* start Records provided *

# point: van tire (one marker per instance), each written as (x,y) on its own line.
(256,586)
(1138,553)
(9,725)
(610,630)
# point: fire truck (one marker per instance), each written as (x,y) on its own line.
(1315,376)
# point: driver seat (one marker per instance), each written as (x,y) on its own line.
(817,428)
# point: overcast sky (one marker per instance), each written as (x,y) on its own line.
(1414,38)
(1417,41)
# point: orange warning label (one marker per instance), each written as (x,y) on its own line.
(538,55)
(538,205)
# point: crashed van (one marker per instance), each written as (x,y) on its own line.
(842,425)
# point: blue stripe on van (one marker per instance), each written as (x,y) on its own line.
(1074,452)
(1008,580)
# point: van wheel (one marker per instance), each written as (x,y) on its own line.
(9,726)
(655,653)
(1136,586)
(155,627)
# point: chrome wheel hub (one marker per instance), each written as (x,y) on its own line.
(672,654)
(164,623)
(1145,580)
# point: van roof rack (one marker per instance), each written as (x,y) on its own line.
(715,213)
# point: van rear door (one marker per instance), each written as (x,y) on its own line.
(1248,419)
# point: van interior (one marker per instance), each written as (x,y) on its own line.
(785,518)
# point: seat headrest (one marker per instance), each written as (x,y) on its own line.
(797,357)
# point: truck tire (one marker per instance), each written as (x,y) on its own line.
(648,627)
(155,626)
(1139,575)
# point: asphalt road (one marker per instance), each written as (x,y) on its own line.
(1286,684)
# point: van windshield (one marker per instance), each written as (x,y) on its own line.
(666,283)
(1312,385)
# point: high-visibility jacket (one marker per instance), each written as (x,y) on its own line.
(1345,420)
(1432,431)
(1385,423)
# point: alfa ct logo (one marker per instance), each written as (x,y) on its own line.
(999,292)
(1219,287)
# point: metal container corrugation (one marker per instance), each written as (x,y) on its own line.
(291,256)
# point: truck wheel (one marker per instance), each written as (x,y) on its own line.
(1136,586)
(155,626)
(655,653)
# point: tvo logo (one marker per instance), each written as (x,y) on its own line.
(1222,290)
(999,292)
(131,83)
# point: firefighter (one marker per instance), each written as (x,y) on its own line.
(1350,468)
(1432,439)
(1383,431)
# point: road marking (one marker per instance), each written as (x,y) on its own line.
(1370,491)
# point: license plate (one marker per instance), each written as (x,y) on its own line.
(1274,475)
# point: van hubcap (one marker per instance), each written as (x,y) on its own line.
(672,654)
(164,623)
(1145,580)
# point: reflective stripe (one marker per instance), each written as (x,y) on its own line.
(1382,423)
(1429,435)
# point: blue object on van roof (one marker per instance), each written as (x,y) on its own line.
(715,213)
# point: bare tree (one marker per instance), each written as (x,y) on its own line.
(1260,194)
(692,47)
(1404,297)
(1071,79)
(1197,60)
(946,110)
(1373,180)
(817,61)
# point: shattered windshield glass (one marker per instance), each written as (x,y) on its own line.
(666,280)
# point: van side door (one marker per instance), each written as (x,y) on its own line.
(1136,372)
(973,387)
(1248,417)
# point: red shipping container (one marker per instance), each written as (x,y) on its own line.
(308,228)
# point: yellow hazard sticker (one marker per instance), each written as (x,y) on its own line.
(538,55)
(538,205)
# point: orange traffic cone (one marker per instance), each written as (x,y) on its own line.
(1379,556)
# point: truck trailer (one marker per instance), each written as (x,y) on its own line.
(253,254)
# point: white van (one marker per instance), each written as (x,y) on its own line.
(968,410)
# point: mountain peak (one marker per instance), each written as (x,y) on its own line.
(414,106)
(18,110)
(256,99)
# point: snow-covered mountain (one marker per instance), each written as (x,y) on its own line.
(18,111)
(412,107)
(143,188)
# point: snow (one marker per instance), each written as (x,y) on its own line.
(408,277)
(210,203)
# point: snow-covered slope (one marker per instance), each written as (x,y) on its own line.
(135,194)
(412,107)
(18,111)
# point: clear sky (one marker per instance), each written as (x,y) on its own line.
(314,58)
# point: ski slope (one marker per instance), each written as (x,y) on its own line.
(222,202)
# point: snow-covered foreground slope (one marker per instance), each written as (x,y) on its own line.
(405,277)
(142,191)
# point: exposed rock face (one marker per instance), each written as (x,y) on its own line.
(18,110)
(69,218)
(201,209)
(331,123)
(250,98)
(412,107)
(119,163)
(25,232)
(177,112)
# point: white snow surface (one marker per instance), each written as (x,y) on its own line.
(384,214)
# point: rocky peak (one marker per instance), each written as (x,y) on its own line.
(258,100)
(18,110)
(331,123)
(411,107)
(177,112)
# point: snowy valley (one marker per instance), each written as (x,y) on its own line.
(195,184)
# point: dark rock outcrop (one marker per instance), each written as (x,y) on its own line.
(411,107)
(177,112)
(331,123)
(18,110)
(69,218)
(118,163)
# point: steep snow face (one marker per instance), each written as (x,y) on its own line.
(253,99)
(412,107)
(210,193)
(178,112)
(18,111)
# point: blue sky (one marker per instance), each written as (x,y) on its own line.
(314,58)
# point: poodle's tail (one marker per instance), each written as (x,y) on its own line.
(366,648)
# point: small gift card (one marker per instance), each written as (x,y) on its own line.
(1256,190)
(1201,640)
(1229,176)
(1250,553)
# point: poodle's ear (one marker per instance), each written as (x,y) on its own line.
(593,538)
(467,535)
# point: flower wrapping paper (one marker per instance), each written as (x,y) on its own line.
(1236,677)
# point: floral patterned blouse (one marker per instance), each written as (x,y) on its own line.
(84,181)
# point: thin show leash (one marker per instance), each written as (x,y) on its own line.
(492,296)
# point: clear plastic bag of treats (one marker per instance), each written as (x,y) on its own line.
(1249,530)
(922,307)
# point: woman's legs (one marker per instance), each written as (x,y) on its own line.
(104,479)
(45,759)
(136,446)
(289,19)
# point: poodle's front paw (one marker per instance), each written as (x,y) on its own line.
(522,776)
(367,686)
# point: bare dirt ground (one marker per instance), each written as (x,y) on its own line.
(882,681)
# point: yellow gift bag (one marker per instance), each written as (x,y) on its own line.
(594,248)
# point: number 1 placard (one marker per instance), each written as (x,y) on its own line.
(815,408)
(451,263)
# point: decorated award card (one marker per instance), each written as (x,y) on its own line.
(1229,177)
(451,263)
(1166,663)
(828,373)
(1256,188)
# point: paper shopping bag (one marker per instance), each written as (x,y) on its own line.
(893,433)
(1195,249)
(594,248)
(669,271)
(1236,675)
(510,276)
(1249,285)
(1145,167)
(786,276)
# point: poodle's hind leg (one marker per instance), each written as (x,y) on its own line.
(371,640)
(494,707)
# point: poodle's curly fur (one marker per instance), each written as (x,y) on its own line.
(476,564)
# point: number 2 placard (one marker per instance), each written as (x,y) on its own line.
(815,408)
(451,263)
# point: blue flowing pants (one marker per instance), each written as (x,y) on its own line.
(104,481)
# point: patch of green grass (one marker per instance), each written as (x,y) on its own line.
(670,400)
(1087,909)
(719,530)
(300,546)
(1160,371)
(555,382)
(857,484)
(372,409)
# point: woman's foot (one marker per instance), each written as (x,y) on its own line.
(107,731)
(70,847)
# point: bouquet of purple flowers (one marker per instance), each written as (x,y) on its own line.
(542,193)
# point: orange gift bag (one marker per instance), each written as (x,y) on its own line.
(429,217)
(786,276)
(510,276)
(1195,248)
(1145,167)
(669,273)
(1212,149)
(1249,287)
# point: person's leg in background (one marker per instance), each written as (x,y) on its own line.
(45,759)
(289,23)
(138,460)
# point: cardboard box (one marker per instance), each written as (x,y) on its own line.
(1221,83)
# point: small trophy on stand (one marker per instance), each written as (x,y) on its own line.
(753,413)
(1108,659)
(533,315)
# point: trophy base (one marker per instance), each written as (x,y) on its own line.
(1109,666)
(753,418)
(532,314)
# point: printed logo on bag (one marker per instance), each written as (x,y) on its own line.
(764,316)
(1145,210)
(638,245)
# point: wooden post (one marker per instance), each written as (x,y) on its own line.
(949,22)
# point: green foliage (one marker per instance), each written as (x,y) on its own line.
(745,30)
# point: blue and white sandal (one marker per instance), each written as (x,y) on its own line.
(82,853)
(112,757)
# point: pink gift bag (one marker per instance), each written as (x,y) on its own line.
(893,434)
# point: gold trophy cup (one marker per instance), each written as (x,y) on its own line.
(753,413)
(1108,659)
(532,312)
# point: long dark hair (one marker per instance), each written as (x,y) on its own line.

* end Records provided *

Exercise description | Write out exactly the lines starting with the one that holds "# point: bouquet" and running through the last line above.

Final result |
# point: bouquet of purple flowers (one marker per instance), each written as (x,y) on its own line.
(542,193)
# point: orange gift bag (one marker per instance), each written as (x,y) on its own line.
(429,217)
(786,276)
(510,276)
(1195,248)
(1145,167)
(669,273)
(1212,149)
(1249,287)
# point: person's leg in background (one marker per instance), each written as (x,y) on its own line.
(45,759)
(289,23)
(138,460)
# point: cardboard box (one marker per instance), each written as (x,y) on its own line.
(1221,83)
# point: small trophy on stand (one marker per instance), each written as (x,y) on its own line.
(753,413)
(1108,659)
(533,315)
# point: trophy base (one marker per instance), each written as (x,y) on its own line.
(1109,666)
(753,418)
(532,314)
# point: printed logo on bag (one marker per instance), each written as (x,y) on its own line.
(764,316)
(1145,210)
(638,245)
# point: wooden post (one marker per instance), each written as (x,y) on its own line.
(949,22)
# point: green foliage (one marker per instance), each written as (x,y) on its own line.
(745,30)
# point: blue and white sandal (one marker per instance), each written as (x,y) on its own line.
(82,853)
(112,757)
# point: pink gift bag (one marker per instance), each written as (x,y) on its own line.
(893,434)
# point: gold trophy cup (one marker per instance), each written as (x,y) on its own line.
(753,413)
(1108,659)
(532,312)
# point: long dark hair (one marker per instance), each written as (x,y) on its own line.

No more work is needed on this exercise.